• Texto fornecido:

....

Com as performances do tango no cinema, afirma Natacha Gallucci, o povo argentino começa a se ver na grande tela e, quando isso acontece, ele observa, gosta, critica e se aprimora. Ela sustenta que as imagens cinematográficas produzidas pelo cinema argentino, desde o período mudo até a atualidade, contribuíram e influenciaram a codificação gestual do tango dançado. Além disso, acrescenta, a transmissão oral dos conhecimentos sobre o tango desenvolveu uma filosofia do corpo no país.
Filósofa natural de Rosário, município da província de Santa Fé, na Argentina, Natacha Gallucci acaba de defender tese de doutorado junto ao Programa de Pós-Graduação em Multimeios do Instituto de Artes (IA) da Unicamp. Na pesquisa, ela promove uma discussão estética a partir da relação entre o cinema argentino e as performances do tango.
“Já no início do século 20, o cinema e a dança do tango começam a se entrelaçar e a se difundirem, utilizando um as ferramentas do outro, e gerando uma linguagem imagética própria. Nesta época, por exemplo, muitos diretores de cinema eram também poetas, músicos, pintores ou cenógrafos teatrais. A maioria, imigrantes, pertencia à boemia deste ritmo nascente que era o tango. Por consequência, não é estranho que a linguagem do tango tenha sido capturada como uma das principais linguagens do cinema argentino e se tornasse um ‘modelo de representação’. Na pesquisa, constatei as hipóteses que afirmam existir uma espécie de conúbio, de casamento entre estes dois dispositivos”, reconhece a pesquisadora.
O estudo foi orientado pelo professor Francisco Elinaldo Teixeira, que atua no Departamento de Cinema (Decine) do IA. Este é o segundo doutorado da pesquisadora, que já defendeu tese em 2008 na área de estética e filosofia no Instituto de Filosofia e Ciências Humanas (IFCH) da Unicamp.
Natacha Gallucci é coreógrafa e intérprete com formação em danças clássicas e folclóricas pela Escuela Nacional de Danzas Nigelia Soria, da Argentina. Ela dirige uma companhia de tango no distrito de Barão Geraldo, em Campinas, e coordena o Grupo de Trabalho (GT) Tango & Cultura do Rio de La Plata desde 2004. O GT oferece um espaço de pesquisa teórica e prática como parte dos projetos de extensão no Espaço Cultural Casa do Lago da Unicamp.
O espetáculo Tango, uma filosofia do abraço – resultado da sua pesquisa doutoral - foi contemplado pelo Projeto Performance 2014 do Centro de Integração, Documentação e Divulgação Cultural (Ciddic) da Unicamp. A apresentação acontece nos dias 26 e 27 de novembro, respectivamente, nos espaços culturais Maria Monteiro e Casa do Lago. Sob a direção artística e coreográfica de Natacha Gallucci, o espetáculo apresenta diversos fragmentos fílmicos e performances em tango dança e canto. Haverá a participação do Quinteto de Cordas da Orquestra Sinfônica da Unicamp. Os arranjos e a direção musical são do pianista argentino Joel Tortul.

....

• Dados de origem:
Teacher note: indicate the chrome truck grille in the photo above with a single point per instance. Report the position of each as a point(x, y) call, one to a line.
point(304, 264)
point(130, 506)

....

• O que se pede:
1: Reescreva em forma de lista o parágrafo do texto sobre tango e cinema que começa com "Natacha Gallucci é coreógrafa", mantendo seus fatos principais.
2: No texto sobre tango e cinema, renomeie "Unicamp" como "Universidade Estadual de Campinas" e reproduza o trecho que vai de "O estudo foi" até "Lago da Unicamp.".

• Lista de respostas:
1:
- Natacha Gallucci é coreógrafa e intérprete.
- Formou-se em danças clássicas e folclóricas pela Escuela Nacional de Danzas Nigelia Soria, da Argentina.
- Dirige uma companhia de tango no distrito de Barão Geraldo, em Campinas.
- Coordena desde 2004 o Grupo de Trabalho (GT) Tango & Cultura do Rio de La Plata.
- O GT oferece um espaço de pesquisa teórica e prática dentro dos projetos de extensão no Espaço Cultural Casa do Lago da Unicamp.

2:
O estudo foi orientado pelo professor Francisco Elinaldo Teixeira, que atua no Departamento de Cinema (Decine) do IA. Este é o segundo doutorado da pesquisadora, que já defendeu tese em 2008 na área de estética e filosofia no Instituto de Filosofia e Ciências Humanas (IFCH) da Universidade Estadual de Campinas.
Natacha Gallucci é coreógrafa e intérprete com formação em danças clássicas e folclóricas pela Escuela Nacional de Danzas Nigelia Soria, da Argentina. Ela dirige uma companhia de tango no distrito de Barão Geraldo, em Campinas, e coordena o Grupo de Trabalho (GT) Tango & Cultura do Rio de La Plata desde 2004. O GT oferece um espaço de pesquisa teórica e prática como parte dos projetos de extensão no Espaço Cultural Casa do Lago da Universidade Estadual de Campinas.